══ SUPPLIED RECORDS

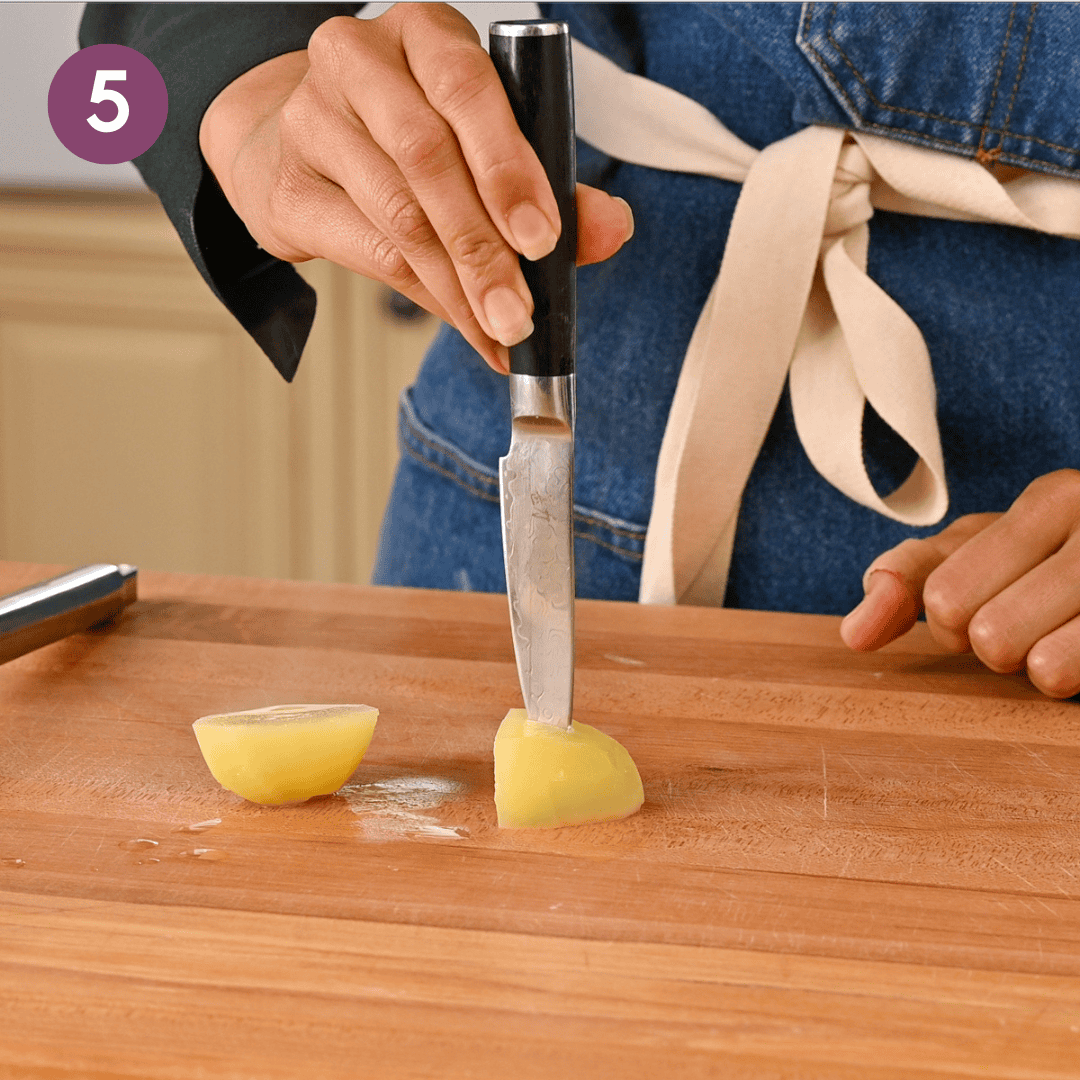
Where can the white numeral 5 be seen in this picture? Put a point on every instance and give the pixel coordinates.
(100, 93)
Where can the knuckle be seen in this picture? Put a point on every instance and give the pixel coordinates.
(333, 41)
(991, 643)
(422, 146)
(388, 262)
(942, 603)
(1052, 673)
(1052, 489)
(475, 250)
(461, 75)
(405, 220)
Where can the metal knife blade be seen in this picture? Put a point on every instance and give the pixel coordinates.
(536, 477)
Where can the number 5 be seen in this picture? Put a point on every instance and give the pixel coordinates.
(99, 93)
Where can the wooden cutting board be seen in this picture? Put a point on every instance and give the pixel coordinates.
(846, 865)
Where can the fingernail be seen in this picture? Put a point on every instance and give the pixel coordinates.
(630, 217)
(508, 315)
(531, 231)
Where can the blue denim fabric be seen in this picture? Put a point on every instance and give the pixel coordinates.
(998, 307)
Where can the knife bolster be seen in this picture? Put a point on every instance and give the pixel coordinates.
(550, 399)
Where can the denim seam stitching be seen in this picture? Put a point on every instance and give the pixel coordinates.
(1004, 133)
(872, 95)
(997, 82)
(1020, 70)
(413, 423)
(443, 471)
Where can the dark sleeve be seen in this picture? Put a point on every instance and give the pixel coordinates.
(200, 49)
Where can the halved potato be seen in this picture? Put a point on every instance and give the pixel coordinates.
(285, 753)
(545, 777)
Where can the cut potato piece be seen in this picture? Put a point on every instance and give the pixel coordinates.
(545, 777)
(285, 753)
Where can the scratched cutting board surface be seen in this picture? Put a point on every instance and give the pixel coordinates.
(846, 865)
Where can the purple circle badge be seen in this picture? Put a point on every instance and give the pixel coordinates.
(108, 104)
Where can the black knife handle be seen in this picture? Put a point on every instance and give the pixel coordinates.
(532, 58)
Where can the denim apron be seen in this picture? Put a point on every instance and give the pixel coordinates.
(997, 307)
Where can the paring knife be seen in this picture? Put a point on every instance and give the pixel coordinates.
(52, 609)
(536, 477)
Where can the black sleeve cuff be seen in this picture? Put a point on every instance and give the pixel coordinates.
(200, 49)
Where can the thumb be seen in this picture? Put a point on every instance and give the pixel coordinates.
(893, 584)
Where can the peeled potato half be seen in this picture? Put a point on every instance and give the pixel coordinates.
(545, 777)
(285, 753)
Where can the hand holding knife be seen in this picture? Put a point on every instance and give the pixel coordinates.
(536, 477)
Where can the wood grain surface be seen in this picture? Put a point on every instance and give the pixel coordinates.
(846, 865)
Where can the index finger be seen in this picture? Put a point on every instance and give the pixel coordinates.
(461, 84)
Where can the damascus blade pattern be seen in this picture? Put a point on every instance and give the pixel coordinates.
(536, 485)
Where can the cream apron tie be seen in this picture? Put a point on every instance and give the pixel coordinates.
(793, 301)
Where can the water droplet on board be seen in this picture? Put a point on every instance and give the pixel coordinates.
(139, 845)
(199, 826)
(208, 854)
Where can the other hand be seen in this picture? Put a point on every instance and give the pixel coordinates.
(388, 146)
(1003, 585)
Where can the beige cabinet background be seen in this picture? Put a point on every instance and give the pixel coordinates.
(139, 423)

════

Give the material above as a JSON list of strings, one string per line, with blank lines omitted. Leave the pictures out.

[
  "Where can the white numeral 5 be seen in this picture? Put a point on every instance and give the pixel coordinates.",
  "(100, 93)",
  "Where can the knuckle be seen in this picture? Put a point on every instance and give the pixel coordinates.",
  "(333, 41)",
  "(991, 643)",
  "(422, 146)",
  "(388, 262)",
  "(942, 603)",
  "(1052, 673)",
  "(1052, 489)",
  "(475, 250)",
  "(461, 75)",
  "(405, 220)",
  "Where can the metal knife blade be seen in this picture? Put a point on every instance and give the pixel coordinates.",
  "(536, 477)",
  "Where can the number 5 be seen in this picture? Put a point on every instance and give the pixel coordinates.",
  "(99, 93)",
  "Where can the wooden cutting board be seen in this picture? Put a point on every instance and give the pixel coordinates.",
  "(846, 865)",
  "Where can the fingernail be seen in this picture? Put a point on every instance and give the pixel coordinates.",
  "(630, 217)",
  "(508, 315)",
  "(531, 231)",
  "Where can the blue denim fabric be seen in this picture? Put a point on every instance and give the pixel coordinates.",
  "(998, 307)",
  "Where can the knife bolster be seen in this picture? Put a point on every instance and give the pixel coordinates.",
  "(550, 399)",
  "Where can the denim seam stitching be seen in this picture? Put a point on every instance and give the pixel coordinates.",
  "(1004, 133)",
  "(872, 95)",
  "(997, 82)",
  "(1020, 70)",
  "(413, 423)",
  "(443, 471)",
  "Where can the dark sleeve be seen in this picture? Put a point on every instance and give the pixel coordinates.",
  "(200, 49)",
  "Where can the halved potato be seen in this picture? Put a point on every instance and give the pixel coordinates.",
  "(285, 753)",
  "(545, 777)",
  "Where can the cut potato piece be seen in this picture? Put a point on every instance and give the pixel coordinates.",
  "(545, 777)",
  "(285, 753)",
  "Where can the scratched cutting board surface be seen in this picture? Put a point on every instance and give the pixel coordinates.",
  "(846, 865)",
  "Where can the purple circle badge be seen in this picture? Put a point on every instance and give the pixel coordinates.",
  "(108, 104)",
  "Where can the black knife handle be seen in this picture? Put a point on every instance and give the pixel coordinates.",
  "(532, 58)",
  "Where can the denim apron be seen in this picture? Put a point on every instance and give the pixel coordinates.",
  "(997, 307)",
  "Where can the paring knife be seen in this picture? Put a point on every instance and give the pixel coordinates.",
  "(52, 609)",
  "(536, 477)",
  "Where can the black sleeve cuff be seen in this picture? Put a point on every instance and give the pixel coordinates.",
  "(200, 49)",
  "Where can the thumb be seen in this picture? Put a point on every instance and give the pixel coordinates.",
  "(893, 584)",
  "Where can the peeled potato half be seen in this picture? Put a point on every instance and give the pixel coordinates.",
  "(545, 777)",
  "(285, 753)",
  "Where can the hand holding knife be seen in this picture? Put a point on every instance and give the pixel coordinates.",
  "(536, 477)",
  "Where can the wood grain surface be seen in this picture? Put a point on every instance and give the pixel coordinates.",
  "(846, 865)",
  "Where can the index finger be seen in this picture? Put a point on every instance and give the pixel coordinates.",
  "(461, 84)",
  "Where can the damascus blade pattern be seen in this picture? Put a point on every instance and give the pixel coordinates.",
  "(536, 485)",
  "Where can the cream apron tie be seen in this picture? Put a point on every instance and give the pixel coordinates.",
  "(793, 301)",
  "Where can the water droplet on board be seen in this picture? Put a point on every instance and give the pixel coordinates.",
  "(139, 845)",
  "(199, 826)",
  "(208, 854)",
  "Where can the other hand be seen in this picture? Put a point on every instance and give the pixel coordinates.",
  "(388, 146)",
  "(1003, 585)",
  "Where can the beige cabinet background be seen in this picture? Put a point on every instance and give the pixel coordinates.",
  "(139, 423)"
]